Instruções de trabalho –
Reproduza integralmente, sem qualquer alteração, o texto sobre os trolls na Internet apresentado abaixo.

# Trolls



## Administrador (23 Dez 2011 às 19:30)

*Trolls*

Um troll na gíria da Internet designa uma pessoa cujo comportamento tende sistematicamente a desestabilizar uma discussão online, provocar e enfurecer as pessoas envolvidas nelas, com o objectivo de gerar uma ruptura no ambiente civilizado de debate na comunidade online. Geralmente actuam por mero prazer de ver a ruptura da discussão, auto-afirmação, obsessão, discordância, vingança, ideologia, fanatismo ou ociosidade. Muitas vezes trata-se mesmo de uma condição de sociopatia, transtorno de personalidade anti-social, mais ou menos severo, conforme estudos recentes indicam.

*O comportamento típico do troll é:*

- Escrever uma mensagem polémica e desaparecer, ficando a assistir divertido ao mau ambiente entretanto gerado. 
- Induzir o baixo nível levando outros utilizadores a perder a paciência e o bom senso acabando também estes por descer o nível "queimando-se" junto da comunidade ao violarem as regras.
- Repetição de falácias até levar seu interlocutor à exaustão, para vencer a discussão por abandono do(s) oponente(s).
- Desfile intelectual em que o troll faz longo desfile de conhecimentos ou aparentes conhecimentos, referências e siglas tentando inferiorizar o seu interlocutor junto da comunidade.
- Ludibriar o leitor usando textos e referências externas como artigos em sites de veracidade ou proveniência duvidosa.

Excertos de dados –
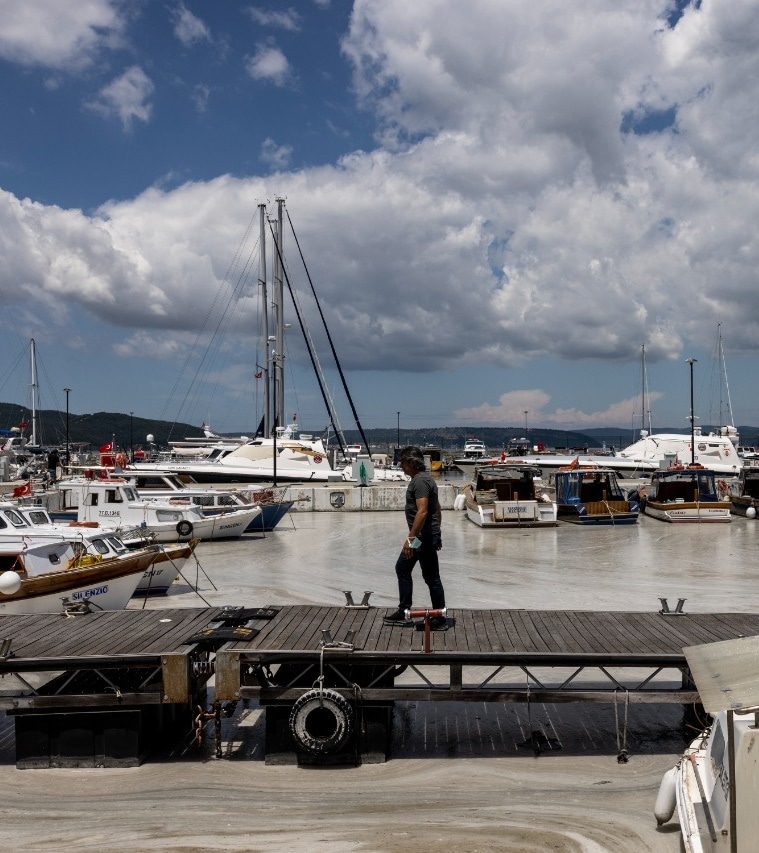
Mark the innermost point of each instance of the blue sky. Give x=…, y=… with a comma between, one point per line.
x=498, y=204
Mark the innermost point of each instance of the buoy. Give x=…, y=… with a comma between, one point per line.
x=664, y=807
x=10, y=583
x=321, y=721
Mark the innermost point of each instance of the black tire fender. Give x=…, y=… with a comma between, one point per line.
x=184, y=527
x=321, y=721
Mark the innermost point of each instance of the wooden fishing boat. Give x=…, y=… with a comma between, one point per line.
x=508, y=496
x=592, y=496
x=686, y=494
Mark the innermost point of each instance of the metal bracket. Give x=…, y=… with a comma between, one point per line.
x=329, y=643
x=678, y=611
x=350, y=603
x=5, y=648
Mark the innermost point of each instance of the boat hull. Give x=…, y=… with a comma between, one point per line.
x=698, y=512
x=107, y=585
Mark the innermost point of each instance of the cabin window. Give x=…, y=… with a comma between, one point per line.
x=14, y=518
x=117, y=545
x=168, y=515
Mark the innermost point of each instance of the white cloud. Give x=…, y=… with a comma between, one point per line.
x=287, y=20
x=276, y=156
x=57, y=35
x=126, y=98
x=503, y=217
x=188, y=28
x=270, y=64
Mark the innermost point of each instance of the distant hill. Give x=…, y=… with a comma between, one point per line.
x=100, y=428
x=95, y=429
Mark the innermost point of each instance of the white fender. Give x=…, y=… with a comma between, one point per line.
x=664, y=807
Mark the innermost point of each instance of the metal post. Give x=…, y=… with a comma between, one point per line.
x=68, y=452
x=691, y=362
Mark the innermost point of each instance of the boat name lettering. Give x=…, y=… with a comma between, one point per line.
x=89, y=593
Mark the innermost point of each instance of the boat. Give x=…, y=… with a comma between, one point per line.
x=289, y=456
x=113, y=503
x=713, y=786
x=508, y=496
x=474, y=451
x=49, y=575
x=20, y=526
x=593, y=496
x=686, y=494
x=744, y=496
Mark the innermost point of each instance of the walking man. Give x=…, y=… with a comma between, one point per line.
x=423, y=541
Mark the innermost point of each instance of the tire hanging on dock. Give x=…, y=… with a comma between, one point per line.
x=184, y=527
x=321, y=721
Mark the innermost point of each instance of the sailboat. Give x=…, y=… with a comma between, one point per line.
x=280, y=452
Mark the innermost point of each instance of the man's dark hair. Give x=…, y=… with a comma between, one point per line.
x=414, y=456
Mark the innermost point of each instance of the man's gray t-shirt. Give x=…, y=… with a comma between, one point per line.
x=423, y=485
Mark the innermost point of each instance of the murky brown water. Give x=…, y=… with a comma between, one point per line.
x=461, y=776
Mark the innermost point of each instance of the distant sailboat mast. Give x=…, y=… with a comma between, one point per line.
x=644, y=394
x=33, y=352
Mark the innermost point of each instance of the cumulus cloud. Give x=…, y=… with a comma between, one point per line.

Resultado correto –
# Trolls



## Administrador (23 Dez 2011 às 19:30)

*Trolls*

Um troll na gíria da Internet designa uma pessoa cujo comportamento tende sistematicamente a desestabilizar uma discussão online, provocar e enfurecer as pessoas envolvidas nelas, com o objectivo de gerar uma ruptura no ambiente civilizado de debate na comunidade online. Geralmente actuam por mero prazer de ver a ruptura da discussão, auto-afirmação, obsessão, discordância, vingança, ideologia, fanatismo ou ociosidade. Muitas vezes trata-se mesmo de uma condição de sociopatia, transtorno de personalidade anti-social, mais ou menos severo, conforme estudos recentes indicam.

*O comportamento típico do troll é:*

- Escrever uma mensagem polémica e desaparecer, ficando a assistir divertido ao mau ambiente entretanto gerado. 
- Induzir o baixo nível levando outros utilizadores a perder a paciência e o bom senso acabando também estes por descer o nível "queimando-se" junto da comunidade ao violarem as regras.
- Repetição de falácias até levar seu interlocutor à exaustão, para vencer a discussão por abandono do(s) oponente(s).
- Desfile intelectual em que o troll faz longo desfile de conhecimentos ou aparentes conhecimentos, referências e siglas tentando inferiorizar o seu interlocutor junto da comunidade.
- Ludibriar o leitor usando textos e referências externas como artigos em sites de veracidade ou proveniência duvidosa.